→ **FRAGMENTO CITADO**
Salvador de Mada­riaga ha reconocido que «con la revolución de 1934, la izquierda española perdió hasta la sombra de autoridad moral para condenar la rebelión de 1936».[9] Y es que estos sucesos son la prueba de que, para Azaña y los socialistas, no se admitía que la República fuese una forma de Estado en la que cupiesen tendencias políticas diferentes sino que en la práctica se la consideraba un régimen que negaba el derecho a la existencia a quienes no comulgasen con sus postulados.

Sofocada la revuelta con las armas quedó de manifiesto la incapacidad de los más altos poderes para responder al atentado sufrido y, mientras la propaganda izquierdista convertía a los delincuentes en mártires y al Gobierno en verdugo, los mismos organizadores de la Revolución se preparaban para un segundo y definitivo asalto al poder que tendría lugar después de las elecciones del 16 de febrero de 1936.

IV. Las elecciones de febrero de 1936


Al convocarse las elecciones de 1936 se constituyó el Frente Popular. La mayoría de los partidos políticos que lo integraron preconizaban la acción directa y enarbolaban la misma bandera de la revolución de Asturias; por ello, nada tiene de extraño el hecho de que, con ocasión de la convocatoria, se concertaran para utilizar los cauces democrá­ticos del sufragio universal y al propio tiempo actuar con métodos radicales que habían de provocar un ambiente de violencia que retrajera de las urnas a numerosas personas. En definitiva, lo que se trataba era de asaltar el Poder utilizando todos los medios para lograr con el fraude, la violencia y el amaño, la mayoría que, como era previsible, el cuerpo electoral había de negarles.

→ **CONTENIDO DEL CONJUNTO**
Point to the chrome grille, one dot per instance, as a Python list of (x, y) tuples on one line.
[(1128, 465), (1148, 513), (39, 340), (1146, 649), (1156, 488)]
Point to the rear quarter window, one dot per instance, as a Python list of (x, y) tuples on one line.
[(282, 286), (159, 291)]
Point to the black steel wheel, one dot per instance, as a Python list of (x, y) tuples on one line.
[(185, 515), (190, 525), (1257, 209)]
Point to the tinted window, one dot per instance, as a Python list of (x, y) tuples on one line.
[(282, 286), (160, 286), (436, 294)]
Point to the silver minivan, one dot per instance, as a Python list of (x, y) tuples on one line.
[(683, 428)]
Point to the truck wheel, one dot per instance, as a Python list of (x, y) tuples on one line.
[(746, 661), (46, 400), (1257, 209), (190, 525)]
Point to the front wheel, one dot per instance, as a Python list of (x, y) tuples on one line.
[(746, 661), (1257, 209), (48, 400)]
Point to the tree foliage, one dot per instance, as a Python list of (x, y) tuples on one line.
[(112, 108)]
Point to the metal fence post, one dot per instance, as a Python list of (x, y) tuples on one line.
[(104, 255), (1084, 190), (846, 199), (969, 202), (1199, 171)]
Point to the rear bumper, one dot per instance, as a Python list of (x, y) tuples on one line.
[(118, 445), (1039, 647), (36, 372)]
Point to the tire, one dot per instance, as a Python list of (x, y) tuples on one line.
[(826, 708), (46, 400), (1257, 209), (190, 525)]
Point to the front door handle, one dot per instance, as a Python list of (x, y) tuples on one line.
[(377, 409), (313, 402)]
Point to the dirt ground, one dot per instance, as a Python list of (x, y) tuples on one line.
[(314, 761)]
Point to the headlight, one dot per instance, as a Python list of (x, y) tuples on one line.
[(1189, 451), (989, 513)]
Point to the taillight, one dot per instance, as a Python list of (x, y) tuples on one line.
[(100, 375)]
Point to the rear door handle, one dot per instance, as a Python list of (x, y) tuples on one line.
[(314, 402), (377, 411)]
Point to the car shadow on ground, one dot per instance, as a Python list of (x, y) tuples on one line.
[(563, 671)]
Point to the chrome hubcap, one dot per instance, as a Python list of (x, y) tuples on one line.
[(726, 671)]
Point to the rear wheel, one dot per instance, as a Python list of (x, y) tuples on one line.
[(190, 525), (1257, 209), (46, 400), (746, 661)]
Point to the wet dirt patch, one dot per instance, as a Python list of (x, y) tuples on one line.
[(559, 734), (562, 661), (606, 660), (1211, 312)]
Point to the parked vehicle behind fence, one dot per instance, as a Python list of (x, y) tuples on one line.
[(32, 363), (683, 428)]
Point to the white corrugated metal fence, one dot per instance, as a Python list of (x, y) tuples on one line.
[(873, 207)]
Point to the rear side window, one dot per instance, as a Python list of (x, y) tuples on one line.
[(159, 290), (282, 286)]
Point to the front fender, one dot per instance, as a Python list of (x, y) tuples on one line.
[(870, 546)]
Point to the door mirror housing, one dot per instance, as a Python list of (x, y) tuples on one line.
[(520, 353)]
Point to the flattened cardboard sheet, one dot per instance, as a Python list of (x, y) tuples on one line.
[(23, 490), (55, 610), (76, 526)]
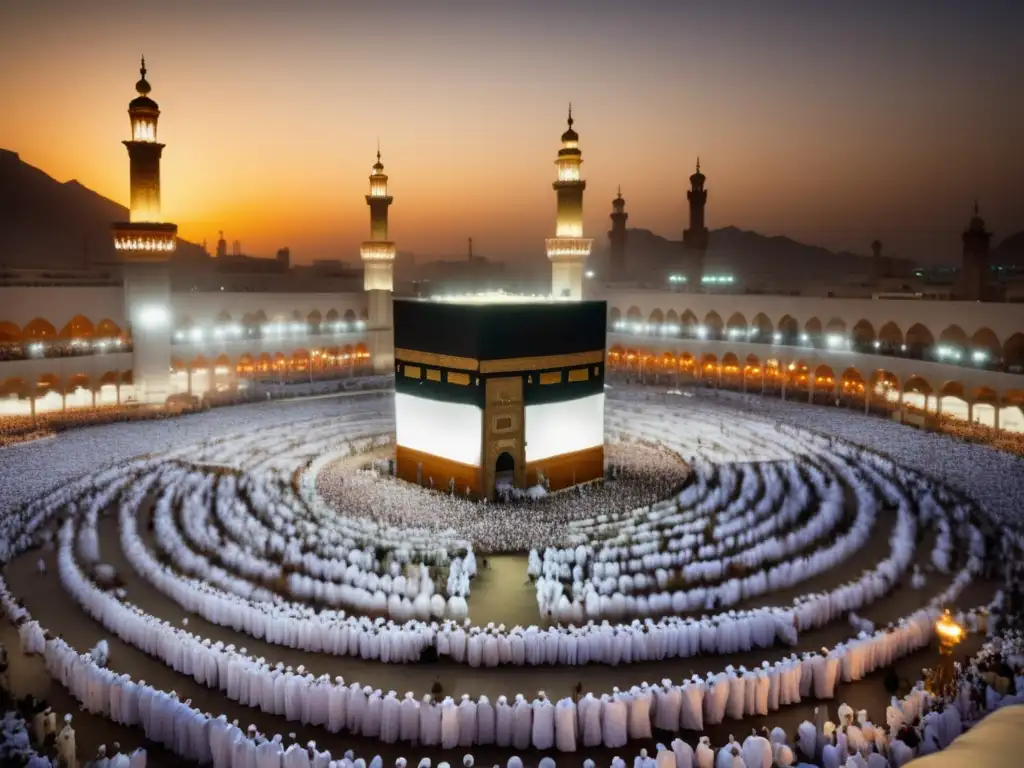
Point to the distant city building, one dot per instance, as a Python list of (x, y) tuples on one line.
[(975, 272)]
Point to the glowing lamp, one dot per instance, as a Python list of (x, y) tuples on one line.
[(948, 631)]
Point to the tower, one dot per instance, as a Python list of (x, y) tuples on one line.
[(568, 249), (974, 271), (695, 237), (616, 239), (144, 245), (378, 272), (878, 266)]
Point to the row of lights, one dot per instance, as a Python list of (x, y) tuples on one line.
[(833, 341), (270, 330), (39, 347), (708, 280)]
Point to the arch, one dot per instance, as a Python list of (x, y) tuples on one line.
[(14, 386), (919, 339), (713, 324), (824, 372), (76, 382), (761, 328), (984, 395), (954, 336), (952, 389), (108, 329), (735, 328), (48, 382), (246, 364), (984, 340), (78, 327), (862, 335), (786, 331), (1013, 350), (38, 329), (852, 381), (9, 333), (890, 335)]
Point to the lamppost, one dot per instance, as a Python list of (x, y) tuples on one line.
[(941, 679)]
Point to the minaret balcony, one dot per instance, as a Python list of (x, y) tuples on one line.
[(148, 241), (568, 249), (377, 250)]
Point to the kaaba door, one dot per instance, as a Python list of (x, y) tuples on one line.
[(503, 430)]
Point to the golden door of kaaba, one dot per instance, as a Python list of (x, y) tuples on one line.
[(503, 432)]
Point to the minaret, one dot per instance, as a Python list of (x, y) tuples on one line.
[(974, 271), (616, 240), (878, 267), (378, 272), (144, 245), (568, 249), (695, 237)]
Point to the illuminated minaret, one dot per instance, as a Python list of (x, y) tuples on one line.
[(695, 237), (378, 272), (568, 249), (144, 245), (616, 239), (974, 269)]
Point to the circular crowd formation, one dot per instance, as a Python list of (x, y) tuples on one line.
[(727, 543)]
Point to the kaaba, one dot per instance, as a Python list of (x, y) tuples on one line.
[(501, 392)]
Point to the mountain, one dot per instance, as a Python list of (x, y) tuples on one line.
[(751, 258), (48, 224), (1010, 252)]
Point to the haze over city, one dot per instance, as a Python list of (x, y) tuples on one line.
[(830, 124)]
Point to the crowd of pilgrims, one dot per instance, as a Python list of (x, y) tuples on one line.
[(639, 474)]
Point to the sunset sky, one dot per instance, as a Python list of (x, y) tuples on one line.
[(832, 122)]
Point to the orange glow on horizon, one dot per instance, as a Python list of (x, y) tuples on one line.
[(270, 122)]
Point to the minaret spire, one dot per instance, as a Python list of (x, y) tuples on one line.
[(144, 245), (616, 240), (568, 249), (695, 237), (378, 271)]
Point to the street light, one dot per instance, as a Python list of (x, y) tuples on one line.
[(941, 679)]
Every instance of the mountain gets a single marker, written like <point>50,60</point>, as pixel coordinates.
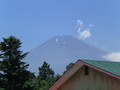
<point>60,51</point>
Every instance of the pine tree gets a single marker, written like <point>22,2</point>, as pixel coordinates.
<point>46,77</point>
<point>13,73</point>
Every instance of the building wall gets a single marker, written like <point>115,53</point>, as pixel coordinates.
<point>94,81</point>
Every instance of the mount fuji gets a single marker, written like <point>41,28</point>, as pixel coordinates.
<point>59,51</point>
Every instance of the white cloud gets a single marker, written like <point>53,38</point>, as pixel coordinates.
<point>114,56</point>
<point>79,22</point>
<point>83,33</point>
<point>90,25</point>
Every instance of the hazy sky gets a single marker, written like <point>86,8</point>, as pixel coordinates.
<point>97,22</point>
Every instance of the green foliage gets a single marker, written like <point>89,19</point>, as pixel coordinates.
<point>13,73</point>
<point>46,77</point>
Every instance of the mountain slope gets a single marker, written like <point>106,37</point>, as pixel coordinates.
<point>60,51</point>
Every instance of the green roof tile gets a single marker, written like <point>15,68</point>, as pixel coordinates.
<point>109,66</point>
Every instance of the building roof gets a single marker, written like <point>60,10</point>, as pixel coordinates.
<point>111,67</point>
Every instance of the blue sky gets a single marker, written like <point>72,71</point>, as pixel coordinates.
<point>35,21</point>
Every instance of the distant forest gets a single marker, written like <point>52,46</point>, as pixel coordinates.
<point>13,70</point>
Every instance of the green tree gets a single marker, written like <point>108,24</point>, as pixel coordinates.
<point>13,73</point>
<point>45,77</point>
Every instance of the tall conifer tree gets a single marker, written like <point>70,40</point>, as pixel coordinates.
<point>13,73</point>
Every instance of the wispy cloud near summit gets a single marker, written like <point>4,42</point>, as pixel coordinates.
<point>83,32</point>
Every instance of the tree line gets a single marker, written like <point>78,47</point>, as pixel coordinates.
<point>13,70</point>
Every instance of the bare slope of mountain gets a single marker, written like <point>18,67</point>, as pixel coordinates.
<point>60,51</point>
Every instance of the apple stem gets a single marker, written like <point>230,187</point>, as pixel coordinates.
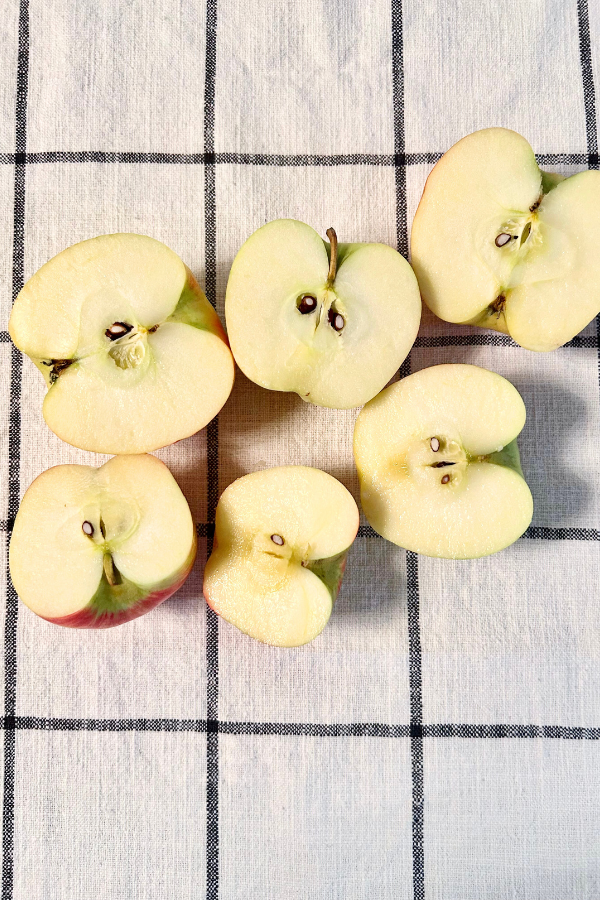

→ **QUÉ HACER**
Devuelve completo el fragmento citado sobre la revolución de 1934 y las elecciones de 1936, sin cambiar nada.

→ **RESULTADO ESPERADO**
Salvador de Mada­riaga ha reconocido que «con la revolución de 1934, la izquierda española perdió hasta la sombra de autoridad moral para condenar la rebelión de 1936».[9] Y es que estos sucesos son la prueba de que, para Azaña y los socialistas, no se admitía que la República fuese una forma de Estado en la que cupiesen tendencias políticas diferentes sino que en la práctica se la consideraba un régimen que negaba el derecho a la existencia a quienes no comulgasen con sus postulados.

Sofocada la revuelta con las armas quedó de manifiesto la incapacidad de los más altos poderes para responder al atentado sufrido y, mientras la propaganda izquierdista convertía a los delincuentes en mártires y al Gobierno en verdugo, los mismos organizadores de la Revolución se preparaban para un segundo y definitivo asalto al poder que tendría lugar después de las elecciones del 16 de febrero de 1936.

IV. Las elecciones de febrero de 1936


Al convocarse las elecciones de 1936 se constituyó el Frente Popular. La mayoría de los partidos políticos que lo integraron preconizaban la acción directa y enarbolaban la misma bandera de la revolución de Asturias; por ello, nada tiene de extraño el hecho de que, con ocasión de la convocatoria, se concertaran para utilizar los cauces democrá­ticos del sufragio universal y al propio tiempo actuar con métodos radicales que habían de provocar un ambiente de violencia que retrajera de las urnas a numerosas personas. En definitiva, lo que se trataba era de asaltar el Poder utilizando todos los medios para lograr con el fraude, la violencia y el amaño, la mayoría que, como era previsible, el cuerpo electoral había de negarles.